WHAT TO DO → What is needed is an exact repeat of the lines from the line containing "Provide the location of each instance of the statue's draped" through the final line of the entries below, and nothing else.

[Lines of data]
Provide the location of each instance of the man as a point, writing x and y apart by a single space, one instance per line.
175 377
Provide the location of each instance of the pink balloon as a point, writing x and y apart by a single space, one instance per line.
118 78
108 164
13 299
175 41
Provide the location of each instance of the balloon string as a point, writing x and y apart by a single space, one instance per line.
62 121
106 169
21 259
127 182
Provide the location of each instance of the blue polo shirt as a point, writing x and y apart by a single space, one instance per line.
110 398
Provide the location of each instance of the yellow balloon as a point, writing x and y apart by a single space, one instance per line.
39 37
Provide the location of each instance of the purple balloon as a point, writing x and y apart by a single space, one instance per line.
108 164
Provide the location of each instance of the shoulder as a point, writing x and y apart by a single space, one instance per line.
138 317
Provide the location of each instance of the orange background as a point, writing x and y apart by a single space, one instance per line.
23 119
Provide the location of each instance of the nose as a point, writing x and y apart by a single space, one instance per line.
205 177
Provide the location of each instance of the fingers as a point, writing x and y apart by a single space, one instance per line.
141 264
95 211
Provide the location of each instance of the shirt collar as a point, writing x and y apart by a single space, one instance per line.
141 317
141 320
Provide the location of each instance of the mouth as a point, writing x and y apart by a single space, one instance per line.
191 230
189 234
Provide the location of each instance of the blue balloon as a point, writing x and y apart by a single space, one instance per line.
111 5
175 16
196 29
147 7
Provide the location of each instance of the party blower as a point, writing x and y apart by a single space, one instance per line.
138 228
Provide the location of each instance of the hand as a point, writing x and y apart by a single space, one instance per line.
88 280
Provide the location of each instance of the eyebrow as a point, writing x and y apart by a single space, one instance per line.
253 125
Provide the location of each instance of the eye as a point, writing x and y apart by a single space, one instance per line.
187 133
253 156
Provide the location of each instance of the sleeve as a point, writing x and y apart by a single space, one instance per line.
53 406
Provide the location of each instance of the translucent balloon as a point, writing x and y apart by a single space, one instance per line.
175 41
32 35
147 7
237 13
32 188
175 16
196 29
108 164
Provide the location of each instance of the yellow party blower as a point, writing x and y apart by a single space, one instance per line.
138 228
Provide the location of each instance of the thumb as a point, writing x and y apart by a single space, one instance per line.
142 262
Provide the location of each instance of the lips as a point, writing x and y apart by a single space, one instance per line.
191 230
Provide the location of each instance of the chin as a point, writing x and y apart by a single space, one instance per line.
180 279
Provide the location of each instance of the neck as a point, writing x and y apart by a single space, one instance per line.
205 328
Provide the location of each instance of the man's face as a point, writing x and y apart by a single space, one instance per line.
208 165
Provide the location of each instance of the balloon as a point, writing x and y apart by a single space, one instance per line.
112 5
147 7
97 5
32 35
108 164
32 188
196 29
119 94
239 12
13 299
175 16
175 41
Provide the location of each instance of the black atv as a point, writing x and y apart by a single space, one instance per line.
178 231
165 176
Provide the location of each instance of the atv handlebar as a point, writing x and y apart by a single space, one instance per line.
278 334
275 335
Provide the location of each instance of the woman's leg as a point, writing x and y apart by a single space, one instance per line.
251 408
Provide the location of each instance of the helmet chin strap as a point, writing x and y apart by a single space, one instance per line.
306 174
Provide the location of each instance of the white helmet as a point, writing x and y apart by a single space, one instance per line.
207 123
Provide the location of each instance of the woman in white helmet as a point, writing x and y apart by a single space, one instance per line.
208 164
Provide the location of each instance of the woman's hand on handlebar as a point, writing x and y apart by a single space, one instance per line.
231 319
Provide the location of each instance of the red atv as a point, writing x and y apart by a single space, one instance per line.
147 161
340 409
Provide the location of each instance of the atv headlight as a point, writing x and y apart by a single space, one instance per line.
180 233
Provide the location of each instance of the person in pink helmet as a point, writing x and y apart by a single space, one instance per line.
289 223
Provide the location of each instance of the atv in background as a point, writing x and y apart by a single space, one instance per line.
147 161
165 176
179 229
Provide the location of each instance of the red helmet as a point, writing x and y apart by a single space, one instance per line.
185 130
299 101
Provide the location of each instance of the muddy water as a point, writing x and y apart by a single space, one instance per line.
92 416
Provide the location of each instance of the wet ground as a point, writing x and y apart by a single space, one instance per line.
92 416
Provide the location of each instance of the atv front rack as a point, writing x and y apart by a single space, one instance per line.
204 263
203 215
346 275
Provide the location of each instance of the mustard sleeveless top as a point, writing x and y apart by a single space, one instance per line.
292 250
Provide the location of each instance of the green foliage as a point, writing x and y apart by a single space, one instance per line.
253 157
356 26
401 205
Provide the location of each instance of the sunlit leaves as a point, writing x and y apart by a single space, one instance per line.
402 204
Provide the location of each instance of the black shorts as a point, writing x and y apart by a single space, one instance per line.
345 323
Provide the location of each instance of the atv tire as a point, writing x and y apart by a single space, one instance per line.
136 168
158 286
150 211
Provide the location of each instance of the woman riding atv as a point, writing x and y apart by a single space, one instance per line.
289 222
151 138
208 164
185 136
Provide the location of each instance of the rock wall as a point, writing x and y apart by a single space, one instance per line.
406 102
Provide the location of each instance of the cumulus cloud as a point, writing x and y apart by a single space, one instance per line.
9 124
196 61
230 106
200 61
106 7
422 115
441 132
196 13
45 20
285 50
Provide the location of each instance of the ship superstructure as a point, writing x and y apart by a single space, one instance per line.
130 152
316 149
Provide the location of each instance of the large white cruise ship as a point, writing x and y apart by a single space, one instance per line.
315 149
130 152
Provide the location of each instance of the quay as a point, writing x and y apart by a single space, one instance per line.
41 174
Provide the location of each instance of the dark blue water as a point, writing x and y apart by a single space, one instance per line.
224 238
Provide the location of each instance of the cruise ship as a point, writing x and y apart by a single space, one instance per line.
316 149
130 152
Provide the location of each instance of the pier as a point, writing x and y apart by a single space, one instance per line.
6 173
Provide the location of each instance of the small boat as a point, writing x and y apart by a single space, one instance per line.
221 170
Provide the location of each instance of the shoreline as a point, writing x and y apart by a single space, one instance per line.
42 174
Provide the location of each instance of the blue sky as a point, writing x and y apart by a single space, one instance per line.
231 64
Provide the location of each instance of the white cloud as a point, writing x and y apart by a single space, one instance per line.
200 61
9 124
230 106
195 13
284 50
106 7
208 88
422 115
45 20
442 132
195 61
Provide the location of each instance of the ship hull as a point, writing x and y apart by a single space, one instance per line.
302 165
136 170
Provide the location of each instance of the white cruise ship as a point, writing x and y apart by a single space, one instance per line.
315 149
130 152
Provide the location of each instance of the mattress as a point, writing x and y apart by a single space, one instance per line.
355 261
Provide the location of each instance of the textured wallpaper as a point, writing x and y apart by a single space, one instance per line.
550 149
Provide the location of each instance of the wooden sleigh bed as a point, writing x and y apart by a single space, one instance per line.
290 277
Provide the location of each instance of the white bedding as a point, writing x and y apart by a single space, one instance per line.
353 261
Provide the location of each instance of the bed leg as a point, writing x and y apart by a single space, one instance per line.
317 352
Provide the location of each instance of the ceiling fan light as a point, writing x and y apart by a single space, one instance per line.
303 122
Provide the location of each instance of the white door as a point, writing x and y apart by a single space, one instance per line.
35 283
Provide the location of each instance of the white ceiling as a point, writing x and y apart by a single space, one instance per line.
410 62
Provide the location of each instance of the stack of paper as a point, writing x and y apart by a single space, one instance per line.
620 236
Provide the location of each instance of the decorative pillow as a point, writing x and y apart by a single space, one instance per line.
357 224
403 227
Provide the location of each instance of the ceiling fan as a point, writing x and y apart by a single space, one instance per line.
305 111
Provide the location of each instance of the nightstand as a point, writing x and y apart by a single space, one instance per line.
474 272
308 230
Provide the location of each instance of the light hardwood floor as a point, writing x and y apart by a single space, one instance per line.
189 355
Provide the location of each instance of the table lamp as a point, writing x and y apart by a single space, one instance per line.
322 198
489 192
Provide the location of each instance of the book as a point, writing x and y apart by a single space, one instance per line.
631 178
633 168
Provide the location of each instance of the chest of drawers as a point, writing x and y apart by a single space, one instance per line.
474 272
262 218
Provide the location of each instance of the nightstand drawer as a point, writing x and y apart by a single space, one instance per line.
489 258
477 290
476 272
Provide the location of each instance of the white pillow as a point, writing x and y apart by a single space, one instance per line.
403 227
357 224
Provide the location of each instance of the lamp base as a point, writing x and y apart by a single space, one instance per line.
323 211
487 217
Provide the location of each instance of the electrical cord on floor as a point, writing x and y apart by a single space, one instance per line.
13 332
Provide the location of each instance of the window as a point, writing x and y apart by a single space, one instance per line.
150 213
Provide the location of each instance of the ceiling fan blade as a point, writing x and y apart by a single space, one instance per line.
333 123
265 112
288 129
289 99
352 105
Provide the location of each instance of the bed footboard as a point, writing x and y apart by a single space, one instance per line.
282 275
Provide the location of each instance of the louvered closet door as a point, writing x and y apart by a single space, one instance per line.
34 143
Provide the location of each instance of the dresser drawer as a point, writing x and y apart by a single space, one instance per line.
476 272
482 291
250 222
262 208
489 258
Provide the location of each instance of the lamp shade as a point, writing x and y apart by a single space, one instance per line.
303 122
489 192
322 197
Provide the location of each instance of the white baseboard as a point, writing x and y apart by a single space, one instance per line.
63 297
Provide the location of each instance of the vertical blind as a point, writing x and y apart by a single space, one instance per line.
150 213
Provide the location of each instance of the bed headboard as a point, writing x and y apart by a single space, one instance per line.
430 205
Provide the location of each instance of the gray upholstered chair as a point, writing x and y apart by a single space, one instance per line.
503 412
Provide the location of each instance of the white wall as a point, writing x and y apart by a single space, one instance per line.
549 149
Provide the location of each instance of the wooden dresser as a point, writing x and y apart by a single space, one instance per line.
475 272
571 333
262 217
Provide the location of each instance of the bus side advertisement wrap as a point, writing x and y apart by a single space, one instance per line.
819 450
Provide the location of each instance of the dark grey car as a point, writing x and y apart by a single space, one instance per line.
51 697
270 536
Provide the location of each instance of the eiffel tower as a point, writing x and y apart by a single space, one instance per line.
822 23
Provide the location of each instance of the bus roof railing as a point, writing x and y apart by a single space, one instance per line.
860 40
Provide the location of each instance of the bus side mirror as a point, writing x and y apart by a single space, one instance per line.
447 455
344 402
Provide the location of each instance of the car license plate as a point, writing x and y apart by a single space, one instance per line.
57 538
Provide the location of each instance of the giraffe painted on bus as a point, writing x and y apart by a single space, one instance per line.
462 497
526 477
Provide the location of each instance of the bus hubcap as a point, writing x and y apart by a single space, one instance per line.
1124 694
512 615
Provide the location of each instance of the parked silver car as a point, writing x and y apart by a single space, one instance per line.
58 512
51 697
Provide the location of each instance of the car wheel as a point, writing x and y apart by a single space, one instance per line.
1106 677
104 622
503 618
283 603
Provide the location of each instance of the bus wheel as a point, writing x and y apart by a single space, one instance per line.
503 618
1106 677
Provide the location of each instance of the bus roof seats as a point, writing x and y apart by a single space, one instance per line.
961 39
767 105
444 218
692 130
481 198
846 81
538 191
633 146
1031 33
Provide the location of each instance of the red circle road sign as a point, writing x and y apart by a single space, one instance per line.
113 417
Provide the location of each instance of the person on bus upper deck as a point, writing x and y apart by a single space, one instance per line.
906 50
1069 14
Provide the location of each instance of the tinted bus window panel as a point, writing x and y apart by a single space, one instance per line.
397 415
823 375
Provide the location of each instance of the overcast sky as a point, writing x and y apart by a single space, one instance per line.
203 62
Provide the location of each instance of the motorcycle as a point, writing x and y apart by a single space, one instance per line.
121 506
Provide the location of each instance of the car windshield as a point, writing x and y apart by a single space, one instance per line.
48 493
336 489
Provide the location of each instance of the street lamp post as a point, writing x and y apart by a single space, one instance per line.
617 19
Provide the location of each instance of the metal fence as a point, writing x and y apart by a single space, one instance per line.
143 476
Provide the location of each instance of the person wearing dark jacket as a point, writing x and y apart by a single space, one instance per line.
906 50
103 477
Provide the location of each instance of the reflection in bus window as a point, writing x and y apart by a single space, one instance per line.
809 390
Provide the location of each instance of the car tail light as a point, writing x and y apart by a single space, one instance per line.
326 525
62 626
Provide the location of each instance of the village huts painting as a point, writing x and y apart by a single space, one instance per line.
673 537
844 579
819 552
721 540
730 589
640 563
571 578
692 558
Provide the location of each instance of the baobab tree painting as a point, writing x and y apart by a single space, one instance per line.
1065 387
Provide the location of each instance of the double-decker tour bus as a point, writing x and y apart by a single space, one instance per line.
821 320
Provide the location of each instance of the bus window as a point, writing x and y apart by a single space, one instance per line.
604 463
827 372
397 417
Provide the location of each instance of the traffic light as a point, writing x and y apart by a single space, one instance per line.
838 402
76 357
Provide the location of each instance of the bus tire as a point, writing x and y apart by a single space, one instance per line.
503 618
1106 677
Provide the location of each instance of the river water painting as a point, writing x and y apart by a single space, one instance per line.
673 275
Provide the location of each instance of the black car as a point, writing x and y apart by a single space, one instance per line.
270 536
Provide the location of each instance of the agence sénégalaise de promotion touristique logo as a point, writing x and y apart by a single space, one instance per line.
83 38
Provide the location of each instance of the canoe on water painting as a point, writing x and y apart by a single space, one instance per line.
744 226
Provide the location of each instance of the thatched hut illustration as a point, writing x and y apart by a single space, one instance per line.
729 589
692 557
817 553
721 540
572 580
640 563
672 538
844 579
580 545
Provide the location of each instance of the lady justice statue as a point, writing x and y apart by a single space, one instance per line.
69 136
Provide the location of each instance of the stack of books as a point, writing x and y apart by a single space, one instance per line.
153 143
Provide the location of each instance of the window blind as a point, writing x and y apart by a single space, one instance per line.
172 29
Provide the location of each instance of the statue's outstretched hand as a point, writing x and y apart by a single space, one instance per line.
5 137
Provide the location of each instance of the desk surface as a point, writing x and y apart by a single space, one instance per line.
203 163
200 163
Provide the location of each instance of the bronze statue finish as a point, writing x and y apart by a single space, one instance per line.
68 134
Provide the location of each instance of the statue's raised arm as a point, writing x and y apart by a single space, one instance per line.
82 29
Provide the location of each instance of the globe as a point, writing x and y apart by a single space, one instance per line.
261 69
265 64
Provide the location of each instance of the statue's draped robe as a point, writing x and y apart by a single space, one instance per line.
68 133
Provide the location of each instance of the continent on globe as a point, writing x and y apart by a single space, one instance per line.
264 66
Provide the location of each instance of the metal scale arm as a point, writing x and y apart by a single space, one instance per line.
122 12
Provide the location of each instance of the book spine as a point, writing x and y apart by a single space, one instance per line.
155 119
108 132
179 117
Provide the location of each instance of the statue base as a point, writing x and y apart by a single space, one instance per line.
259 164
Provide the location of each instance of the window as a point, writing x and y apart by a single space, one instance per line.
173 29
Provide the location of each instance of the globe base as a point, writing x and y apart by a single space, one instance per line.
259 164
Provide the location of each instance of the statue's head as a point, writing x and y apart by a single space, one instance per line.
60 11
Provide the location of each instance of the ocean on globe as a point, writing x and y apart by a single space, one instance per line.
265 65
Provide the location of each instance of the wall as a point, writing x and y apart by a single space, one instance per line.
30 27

FULL ANSWER →
Provide the location of each instance of the statue's draped robe as a point, writing x and y apart by a single space, one instance per line.
68 133
Provide the location of each instance of the continent on globe as a point, writing x and y apart by a single space, one instance per line.
264 66
Provide the location of each instance of the metal scale arm as a point, writing x and y apart by a single space, one instance per line.
122 12
Provide the location of each instance of the book spine as a point, writing x and y apart by a single space, one instance per line.
155 119
108 132
179 117
Provide the location of each instance of the statue base as a point, writing x and y apart by a single space, one instance per line.
259 164
Provide the location of each instance of the window as a point, writing x and y apart by a single space, one instance per line.
173 29
Provide the location of each instance of the globe base as a point, writing x and y apart by a single space, one instance per line.
259 164
Provide the location of each instance of the statue's head as a point, writing x and y apart by a single space, one instance per line.
60 11
Provide the location of each instance of the ocean on globe as a point, writing x and y apart by a single space, one instance per line.
265 65
Provide the location of each instance of the wall as a point, writing x and y apart by a single space, one instance per line.
30 27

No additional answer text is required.